### TASK DESCRIPTION
Word for word, retype every entry in the listing.

### EXERCISE MATERIAL
>> Start
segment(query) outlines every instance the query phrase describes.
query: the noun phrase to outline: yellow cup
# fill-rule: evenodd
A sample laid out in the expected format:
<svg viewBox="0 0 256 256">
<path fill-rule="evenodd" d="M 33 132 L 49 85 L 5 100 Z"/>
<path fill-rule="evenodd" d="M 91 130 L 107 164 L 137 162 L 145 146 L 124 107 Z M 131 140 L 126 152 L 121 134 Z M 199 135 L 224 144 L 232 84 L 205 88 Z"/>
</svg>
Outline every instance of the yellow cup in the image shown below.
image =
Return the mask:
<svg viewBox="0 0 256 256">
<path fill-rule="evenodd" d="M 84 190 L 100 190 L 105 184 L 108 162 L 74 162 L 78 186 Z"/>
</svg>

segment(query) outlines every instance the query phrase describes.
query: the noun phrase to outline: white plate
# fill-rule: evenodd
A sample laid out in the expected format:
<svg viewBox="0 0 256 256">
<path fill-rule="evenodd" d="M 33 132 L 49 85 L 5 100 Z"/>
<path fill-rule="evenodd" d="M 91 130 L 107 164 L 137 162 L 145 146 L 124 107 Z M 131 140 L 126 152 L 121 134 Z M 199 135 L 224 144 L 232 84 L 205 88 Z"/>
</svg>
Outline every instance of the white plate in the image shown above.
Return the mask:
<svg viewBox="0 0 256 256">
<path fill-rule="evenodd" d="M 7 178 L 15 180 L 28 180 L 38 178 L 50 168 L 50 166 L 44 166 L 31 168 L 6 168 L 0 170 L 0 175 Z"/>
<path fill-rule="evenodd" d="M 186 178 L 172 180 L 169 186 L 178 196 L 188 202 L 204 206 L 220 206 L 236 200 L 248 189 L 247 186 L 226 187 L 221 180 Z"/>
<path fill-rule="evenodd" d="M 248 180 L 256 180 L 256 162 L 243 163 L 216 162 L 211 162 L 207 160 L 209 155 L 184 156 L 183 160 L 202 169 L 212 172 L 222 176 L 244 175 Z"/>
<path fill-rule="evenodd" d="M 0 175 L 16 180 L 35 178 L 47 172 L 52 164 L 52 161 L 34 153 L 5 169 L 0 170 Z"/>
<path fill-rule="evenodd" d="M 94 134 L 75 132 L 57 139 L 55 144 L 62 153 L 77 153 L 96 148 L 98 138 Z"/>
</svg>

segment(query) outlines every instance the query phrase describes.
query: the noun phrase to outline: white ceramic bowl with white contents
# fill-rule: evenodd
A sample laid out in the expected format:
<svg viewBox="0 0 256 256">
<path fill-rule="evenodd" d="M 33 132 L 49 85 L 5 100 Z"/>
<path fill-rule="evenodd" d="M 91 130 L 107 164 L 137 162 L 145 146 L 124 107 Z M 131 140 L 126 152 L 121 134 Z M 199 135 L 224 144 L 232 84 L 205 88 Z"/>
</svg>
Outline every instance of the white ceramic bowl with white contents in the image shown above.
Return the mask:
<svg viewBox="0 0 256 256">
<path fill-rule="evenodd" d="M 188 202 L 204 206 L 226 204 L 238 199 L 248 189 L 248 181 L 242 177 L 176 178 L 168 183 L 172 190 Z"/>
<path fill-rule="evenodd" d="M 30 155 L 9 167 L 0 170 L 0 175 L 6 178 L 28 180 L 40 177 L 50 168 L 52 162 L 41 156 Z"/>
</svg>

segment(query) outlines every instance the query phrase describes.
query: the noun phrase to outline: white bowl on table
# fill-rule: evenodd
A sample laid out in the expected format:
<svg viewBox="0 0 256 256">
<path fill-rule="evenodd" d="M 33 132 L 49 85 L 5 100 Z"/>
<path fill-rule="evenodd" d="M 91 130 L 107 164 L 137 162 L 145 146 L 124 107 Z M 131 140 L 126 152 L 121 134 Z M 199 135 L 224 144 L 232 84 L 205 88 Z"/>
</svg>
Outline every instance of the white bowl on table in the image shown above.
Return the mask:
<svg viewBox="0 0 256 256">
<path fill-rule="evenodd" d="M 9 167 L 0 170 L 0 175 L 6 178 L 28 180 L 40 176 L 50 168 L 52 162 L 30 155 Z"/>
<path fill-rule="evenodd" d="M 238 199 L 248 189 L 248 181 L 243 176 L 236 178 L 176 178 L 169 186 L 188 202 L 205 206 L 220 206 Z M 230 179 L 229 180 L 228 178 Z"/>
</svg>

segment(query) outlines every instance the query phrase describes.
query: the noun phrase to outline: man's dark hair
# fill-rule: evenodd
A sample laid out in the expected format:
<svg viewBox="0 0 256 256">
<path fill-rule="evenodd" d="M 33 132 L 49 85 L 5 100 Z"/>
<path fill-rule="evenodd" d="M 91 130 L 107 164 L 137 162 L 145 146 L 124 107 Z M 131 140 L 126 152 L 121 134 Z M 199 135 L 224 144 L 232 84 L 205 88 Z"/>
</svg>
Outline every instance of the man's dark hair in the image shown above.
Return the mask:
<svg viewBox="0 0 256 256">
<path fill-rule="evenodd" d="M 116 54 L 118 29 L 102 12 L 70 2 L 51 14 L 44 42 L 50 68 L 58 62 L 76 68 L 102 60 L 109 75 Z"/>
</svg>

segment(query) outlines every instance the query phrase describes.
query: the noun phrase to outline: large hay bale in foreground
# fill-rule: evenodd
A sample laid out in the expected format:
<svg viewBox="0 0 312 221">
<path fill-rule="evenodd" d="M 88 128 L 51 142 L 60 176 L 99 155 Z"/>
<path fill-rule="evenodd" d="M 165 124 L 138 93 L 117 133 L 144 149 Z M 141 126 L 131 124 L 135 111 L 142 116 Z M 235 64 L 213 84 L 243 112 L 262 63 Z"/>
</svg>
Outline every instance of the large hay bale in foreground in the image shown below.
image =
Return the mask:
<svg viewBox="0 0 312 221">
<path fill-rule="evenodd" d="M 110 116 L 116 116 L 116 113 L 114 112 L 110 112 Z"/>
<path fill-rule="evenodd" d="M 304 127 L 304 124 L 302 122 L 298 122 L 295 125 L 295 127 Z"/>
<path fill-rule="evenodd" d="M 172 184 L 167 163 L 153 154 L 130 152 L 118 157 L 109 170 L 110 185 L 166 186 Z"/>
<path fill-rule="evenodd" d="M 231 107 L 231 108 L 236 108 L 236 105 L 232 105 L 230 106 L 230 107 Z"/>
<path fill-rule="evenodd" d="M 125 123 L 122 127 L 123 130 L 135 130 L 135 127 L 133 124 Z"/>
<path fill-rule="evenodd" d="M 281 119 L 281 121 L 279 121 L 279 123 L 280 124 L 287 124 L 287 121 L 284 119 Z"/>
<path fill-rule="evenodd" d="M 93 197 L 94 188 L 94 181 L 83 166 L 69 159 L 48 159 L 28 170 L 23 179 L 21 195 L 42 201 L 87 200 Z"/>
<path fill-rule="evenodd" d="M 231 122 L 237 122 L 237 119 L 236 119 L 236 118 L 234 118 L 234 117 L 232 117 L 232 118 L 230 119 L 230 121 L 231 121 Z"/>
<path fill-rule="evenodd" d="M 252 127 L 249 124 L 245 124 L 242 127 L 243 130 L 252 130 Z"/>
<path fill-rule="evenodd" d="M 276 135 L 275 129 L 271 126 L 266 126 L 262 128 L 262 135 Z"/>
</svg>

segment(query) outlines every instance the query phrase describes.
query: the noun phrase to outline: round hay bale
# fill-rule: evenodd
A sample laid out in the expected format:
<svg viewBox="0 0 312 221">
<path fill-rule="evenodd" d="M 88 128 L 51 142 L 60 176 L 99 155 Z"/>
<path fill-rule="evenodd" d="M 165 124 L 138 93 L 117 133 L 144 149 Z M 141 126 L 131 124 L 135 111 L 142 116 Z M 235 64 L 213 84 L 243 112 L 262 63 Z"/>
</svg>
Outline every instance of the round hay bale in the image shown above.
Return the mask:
>> End
### TASK RESPONSE
segment(query) outlines every instance the query phrase describes.
query: the noun phrase to outline: yellow cup
# fill-rule: evenodd
A sample laid out in the expected format:
<svg viewBox="0 0 256 256">
<path fill-rule="evenodd" d="M 33 132 L 49 85 L 5 100 Z"/>
<path fill-rule="evenodd" d="M 91 130 L 107 164 L 137 162 L 145 146 L 124 107 Z M 131 140 L 126 152 L 121 134 Z M 199 135 L 224 144 L 232 84 L 205 88 Z"/>
</svg>
Outline every instance of the yellow cup in the image shown below.
image =
Return the mask:
<svg viewBox="0 0 256 256">
<path fill-rule="evenodd" d="M 84 190 L 100 190 L 105 184 L 108 162 L 74 162 L 78 186 Z"/>
</svg>

segment(query) outlines every instance the query phrase describes.
query: the noun phrase to outline: white plate
# fill-rule: evenodd
A sample laid out in the expected format:
<svg viewBox="0 0 256 256">
<path fill-rule="evenodd" d="M 33 132 L 49 85 L 5 100 Z"/>
<path fill-rule="evenodd" d="M 91 130 L 107 164 L 137 162 L 145 146 L 124 107 Z M 131 140 L 126 152 L 121 134 Z M 199 135 L 224 144 L 232 84 L 205 88 Z"/>
</svg>
Outline every instance of the white plate in the image shown above.
Return the mask:
<svg viewBox="0 0 256 256">
<path fill-rule="evenodd" d="M 7 178 L 15 180 L 28 180 L 38 178 L 50 168 L 50 166 L 44 166 L 31 168 L 6 168 L 0 170 L 0 175 Z"/>
<path fill-rule="evenodd" d="M 186 178 L 172 180 L 169 186 L 178 196 L 188 202 L 204 206 L 220 206 L 236 200 L 248 189 L 247 186 L 226 187 L 221 180 Z"/>
<path fill-rule="evenodd" d="M 248 180 L 256 180 L 256 162 L 243 163 L 216 162 L 211 162 L 207 160 L 209 155 L 184 156 L 183 160 L 202 169 L 212 172 L 222 176 L 244 175 Z"/>
<path fill-rule="evenodd" d="M 0 175 L 16 180 L 35 178 L 47 172 L 52 164 L 52 161 L 34 153 L 5 169 L 0 170 Z"/>
<path fill-rule="evenodd" d="M 94 134 L 75 132 L 57 139 L 55 144 L 62 153 L 77 153 L 96 148 L 98 138 Z"/>
</svg>

segment(query) outlines every instance the query phrase describes.
query: the noun phrase to outline: white ceramic bowl with white contents
# fill-rule: evenodd
A sample laid out in the expected format:
<svg viewBox="0 0 256 256">
<path fill-rule="evenodd" d="M 33 132 L 49 85 L 5 100 Z"/>
<path fill-rule="evenodd" d="M 91 130 L 107 164 L 137 162 L 145 146 L 124 107 Z M 131 140 L 126 152 L 121 134 Z M 199 135 L 224 144 L 232 84 L 205 88 Z"/>
</svg>
Outline every instance of the white ceramic bowl with white contents in the image shown above.
Return the mask:
<svg viewBox="0 0 256 256">
<path fill-rule="evenodd" d="M 188 202 L 204 206 L 226 204 L 238 199 L 248 189 L 248 181 L 242 177 L 176 178 L 168 183 L 172 190 Z"/>
<path fill-rule="evenodd" d="M 30 155 L 9 167 L 0 170 L 0 175 L 6 178 L 28 180 L 40 177 L 50 168 L 52 162 L 41 156 Z"/>
</svg>

segment(query) outlines every instance the query phrase describes.
query: the noun phrase to outline: white bowl on table
# fill-rule: evenodd
A sample laid out in the expected format:
<svg viewBox="0 0 256 256">
<path fill-rule="evenodd" d="M 33 132 L 49 85 L 5 100 Z"/>
<path fill-rule="evenodd" d="M 91 130 L 107 164 L 137 162 L 145 146 L 124 107 Z M 131 140 L 126 152 L 121 134 Z M 199 135 L 224 144 L 232 84 L 205 88 Z"/>
</svg>
Outline every instance of the white bowl on table in the image shown above.
Return the mask:
<svg viewBox="0 0 256 256">
<path fill-rule="evenodd" d="M 9 167 L 0 170 L 0 175 L 6 178 L 28 180 L 40 176 L 50 168 L 52 162 L 30 155 Z"/>
<path fill-rule="evenodd" d="M 238 199 L 248 189 L 248 181 L 243 176 L 236 178 L 176 178 L 169 186 L 188 202 L 205 206 L 220 206 Z M 230 179 L 229 180 L 228 178 Z"/>
</svg>

segment(query) outlines every instance the query phrase describes.
query: the noun phrase to outline: man's dark hair
# fill-rule: evenodd
A sample laid out in the expected format:
<svg viewBox="0 0 256 256">
<path fill-rule="evenodd" d="M 33 132 L 49 85 L 5 100 Z"/>
<path fill-rule="evenodd" d="M 91 130 L 107 164 L 137 162 L 145 146 L 124 107 Z M 131 140 L 126 152 L 121 134 Z M 199 135 L 224 144 L 232 84 L 205 88 Z"/>
</svg>
Outline every instance of the man's dark hair in the image shown above.
Return the mask:
<svg viewBox="0 0 256 256">
<path fill-rule="evenodd" d="M 116 54 L 118 29 L 102 12 L 70 2 L 51 14 L 44 42 L 50 68 L 58 62 L 76 68 L 102 60 L 109 75 Z"/>
</svg>

segment(query) outlines every instance the query phrase describes.
query: the noun phrase to outline: large hay bale in foreground
# fill-rule: evenodd
A sample laid out in the expected format:
<svg viewBox="0 0 312 221">
<path fill-rule="evenodd" d="M 88 128 L 51 142 L 60 176 L 99 155 Z"/>
<path fill-rule="evenodd" d="M 165 124 L 138 93 L 117 133 L 144 149 Z M 141 126 L 131 124 L 135 111 L 142 116 Z M 235 64 L 213 84 L 243 112 L 262 63 Z"/>
</svg>
Outline every instance of the large hay bale in foreground in the image shown below.
image =
Return the mask:
<svg viewBox="0 0 312 221">
<path fill-rule="evenodd" d="M 110 116 L 116 116 L 116 113 L 114 112 L 110 112 Z"/>
<path fill-rule="evenodd" d="M 304 127 L 304 124 L 302 122 L 298 122 L 295 125 L 295 127 Z"/>
<path fill-rule="evenodd" d="M 172 184 L 167 163 L 153 154 L 130 152 L 118 157 L 109 170 L 110 185 L 166 186 Z"/>
<path fill-rule="evenodd" d="M 231 107 L 231 108 L 236 108 L 236 105 L 232 105 L 230 106 L 230 107 Z"/>
<path fill-rule="evenodd" d="M 125 123 L 122 127 L 123 130 L 135 130 L 135 127 L 133 124 Z"/>
<path fill-rule="evenodd" d="M 281 119 L 281 121 L 279 121 L 279 123 L 280 124 L 287 124 L 287 121 L 284 119 Z"/>
<path fill-rule="evenodd" d="M 93 197 L 94 188 L 94 181 L 83 166 L 69 159 L 48 159 L 28 170 L 23 179 L 21 195 L 42 201 L 87 200 Z"/>
<path fill-rule="evenodd" d="M 231 122 L 237 122 L 237 119 L 236 119 L 236 118 L 234 118 L 234 117 L 232 117 L 232 118 L 230 119 L 230 121 L 231 121 Z"/>
<path fill-rule="evenodd" d="M 252 127 L 249 124 L 245 124 L 242 127 L 243 130 L 252 130 Z"/>
<path fill-rule="evenodd" d="M 276 135 L 275 129 L 271 126 L 266 126 L 262 128 L 262 135 Z"/>
</svg>

segment(query) outlines every instance the query phrase describes.
query: the noun phrase to outline: round hay bale
# fill-rule: evenodd
A sample laid out in the expected format:
<svg viewBox="0 0 312 221">
<path fill-rule="evenodd" d="M 88 128 L 51 142 L 60 176 L 99 155 Z"/>
<path fill-rule="evenodd" d="M 165 124 L 138 93 L 117 133 L 144 149 Z M 141 126 L 131 124 L 135 111 L 142 116 Z M 235 64 L 213 84 L 243 112 L 262 63 Z"/>
</svg>
Outline every instance of the round hay bale in the image shown above.
Return the mask:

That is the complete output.